Document text:

The New Jersey native announced Tuesday that he has begun to lay the groundwork to own his Top Fuel team, eventually branching out from Don Schumacher Racing.

“It’s definitely exciting, but at the same time, it’s also nerve-wracking because the buck stops here right now,” Brown told NBC Sports. “Now the coolest part is you get to help and drive and motivate and push the team forward, to make decisions and leave a legacy behind for my family.”

Brown will continue racing for DSR this season while beginning the transition to eventual sole ownership of the new AB Motorsports in the future. Even when he officially leaves the DSR camp as a hired driver, Brown and his new team will retain a technical partnership with the Schumacher organization.

Moving toward team ownership is just a natural evolution for Brown, who previously ran his own Pro Stock Motorcycle team from 1998 until joining DSR in 2002. It’s also a move that potentially may lead other current drivers to start thinking about their own futures.

It’s no secret that many of the biggest names in drag racing – both drivers and owners – are getting up in years. John Force will soon turn 72, while Schumacher is 75. They’re among several others in the sport who are making contingency plans for their teams to continue to operate once they’re gone – and Brown wants to do his part to help the sport grow and flourish.

“When you’re able to have ownership, you’re looking at the talent coming up,” Brown said. “You’re able to reach down and see and give other people opportunities that you had. When I came to race for Don Schumacher at DSR, he’s given all these people at his place this opportunity to drive.

“But what happens when the Don Schumachers, the John Forces, the Connie Kalittas go? You lose all the owners of our series, so who’s next in line to take over that lineage or carry that torch? It’s a necessary means for the future for the upcoming people.

Antron Brown’s plans to become a team owner were embraced by his current team owner, Don Schumacher. (Getty Images)

“I’ve been in this sport for over 20 years. This is the next evolution of my chapter, the next page of my book. What am I going to do when I decide to hang the helmet up one day? I want to be there to bring that new crop of drivers and talent up and help mold them to be the best version of themselves to carry the sport forward and to share with them what was shared with me over all my years in the sport, from Kenny Bernstein, John Force, Big Daddy Don Garlits, Mark Oswald and Don “Snake” Prudhomme, all the people I looked up to.”

While Brown will start as a single-car team once he transitions to ownership, he hopes to eventually build AB Motorsports into at least a two-car operation, with his Top Fuel dragster and a Funny Car.

* * * * * * * * * * *

The path to eventual ownership began nearly a year ago when Brown and Schumacher discussed the future.

[Point labeling dataset excerpts]
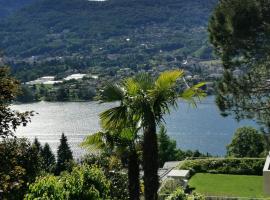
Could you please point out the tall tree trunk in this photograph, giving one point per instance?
(150, 159)
(133, 176)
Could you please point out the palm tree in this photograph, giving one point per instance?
(120, 141)
(146, 100)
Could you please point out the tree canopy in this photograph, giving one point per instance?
(10, 119)
(239, 31)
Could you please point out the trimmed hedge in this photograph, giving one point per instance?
(241, 166)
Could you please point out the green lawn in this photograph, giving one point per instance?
(227, 185)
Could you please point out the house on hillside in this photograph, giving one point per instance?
(266, 175)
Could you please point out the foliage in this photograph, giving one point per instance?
(247, 142)
(143, 99)
(249, 187)
(114, 173)
(196, 196)
(167, 187)
(178, 194)
(20, 164)
(48, 158)
(168, 150)
(10, 119)
(48, 187)
(239, 31)
(123, 142)
(83, 183)
(64, 156)
(244, 166)
(52, 32)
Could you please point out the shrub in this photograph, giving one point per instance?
(83, 183)
(247, 142)
(241, 166)
(178, 194)
(196, 196)
(168, 187)
(48, 187)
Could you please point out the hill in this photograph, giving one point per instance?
(109, 33)
(7, 7)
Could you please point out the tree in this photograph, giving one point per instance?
(48, 158)
(10, 119)
(247, 142)
(167, 150)
(239, 31)
(20, 164)
(84, 183)
(27, 95)
(123, 141)
(64, 156)
(145, 100)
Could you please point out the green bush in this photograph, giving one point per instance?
(168, 187)
(48, 187)
(82, 183)
(178, 194)
(196, 196)
(241, 166)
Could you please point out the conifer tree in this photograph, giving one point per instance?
(48, 158)
(64, 156)
(37, 145)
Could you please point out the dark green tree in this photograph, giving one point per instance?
(26, 95)
(121, 142)
(20, 164)
(247, 142)
(64, 156)
(48, 158)
(167, 149)
(148, 100)
(239, 31)
(37, 144)
(10, 119)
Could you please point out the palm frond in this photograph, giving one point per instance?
(114, 118)
(145, 81)
(193, 93)
(94, 141)
(168, 79)
(131, 86)
(112, 93)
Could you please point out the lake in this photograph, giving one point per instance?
(199, 128)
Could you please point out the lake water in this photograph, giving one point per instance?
(199, 128)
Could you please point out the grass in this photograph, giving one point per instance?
(228, 185)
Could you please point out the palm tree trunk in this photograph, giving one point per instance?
(133, 176)
(150, 159)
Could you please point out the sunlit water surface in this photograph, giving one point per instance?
(199, 128)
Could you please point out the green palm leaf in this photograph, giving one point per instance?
(94, 141)
(114, 118)
(168, 79)
(112, 93)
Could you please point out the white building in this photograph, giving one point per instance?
(46, 80)
(74, 76)
(266, 175)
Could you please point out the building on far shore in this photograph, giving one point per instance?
(266, 175)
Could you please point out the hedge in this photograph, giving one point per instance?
(241, 166)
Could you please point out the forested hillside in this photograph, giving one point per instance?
(62, 27)
(7, 7)
(52, 37)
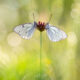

Exercise details: Can you write the next part of the article on Antron Brown's plan to own a Top Fuel team, picking up after its final sentence?

Task answer:
“Me and Don had a heart-to-heart talk,” Brown said. “When I told him what I wanted to do, Don said, ‘Antron, I know this is what you want to do. I’ll support you in this.’

“That’s a cool experience when you have a gentleman that has done everything in this sport, from over 350 national event wins, 17 world championships – and I’ve done three with him – and is in every motorsports hall of fame there is.

“What is he going to do next? He’s making the sport better by pushing people like myself to do what I’m doing now. No matter how long it takes, I know I have him on my backside, pushing me to get to that point.”

Like father, like son: Antron Brown and son Anson, who is following in his father’s drag racing footsteps. Photo: Antron Brown’s official Facebook page.

His family’s future also figured into Brown’s decision. His oldest son, Anson, soon turns 16 years old and is heavily involved in NHRA’s Jr. Dragster program, as are Brown’s other children. It’s likely his son some day will follow in his father’s footsteps.

But don’t think that the elder Brown, who turns 44 in March, is ready to hang up his firesuit just yet.

“I’ll stop driving when I feel I’m not capable to drive no more and I’m not having fun no more,” he said. “That’s nowhere in the near future. I know I’m going to drive for at least another 15 years.”

Heading into this season, Brown will retain current sponsorship from Mac Tools and Toyota, as well as associate sponsorship from Hangsterfer’s on his 11,000-horsepower dragster. Global Electronic Technology also has signed on as a new associate sponsor in a multiyear deal.

“It’s no secret this has been a goal of Antron’s for a while now, and I’m happy to be able to provide the tools and resources needed for him to be able to successfully branch out on his own,” Schumacher said in a team media release. “It’s important for me to see my team members grow.”

* * * * * * * * * * *

Brown burst upon the NHRA scene atop a Pro Stock Motorcycle in 1998, earning 16 wins over the next 10 seasons. He joined DSR in 2002 and made the switch to Top Fuel in 2008.

Since then, Brown – who now resides in suburban Indianapolis – has gone on to become one of the winningest drivers in Top Fuel history with 50 national event victories, as well as three championships between 2012 and 2015.

That performance recently earned him AutoWeek magazine’s Top Fuel Driver of the Decade.

Brown also announced Tuesday he is reuniting with former crew chief Brian Corradi, who returns to the team after spending the last two seasons as co-crew chief for 16-time NHRA Funny Car champion John Force. Corradi will share crew chief duties for Brown with NHRA veteran Mark Oswald.

* * * * * * * * * * *

When he won his first title in 2012, Brown became the first African-American world champion in Top Fuel history. He hopes his move to ownership will continue to grow NHRA’s already significant focus on opportunities for minorities and females in the sport.

“I think it’s important across all spectrums, period,” Brown said. “I think a lot of fans see me, and they can relate to me because I am them. I came from a good, hard-working family in Chesterfield, New Jersey, which is right next door to Trenton.

“Everybody in my family from my great uncles to my grandpop made their own way, had their own businesses, from swimming pool to paving to septic tank businesses.

“One thing my grandpop said to me is the world is wide open. He said, ‘Son, you can have anything you want in this world, as long as you put the effort and put the work towards it.’ If people can resonate with my story from where I came from and where I’m heading, I hope it gives them this energy, this ray of hope that ‘if Antron Brown can do this, so can I.’

“That’s the only way for motorsports to grow. It’s for the young ones to get interested in it and I want them to know the opportunity is there. All they have to do is take it.”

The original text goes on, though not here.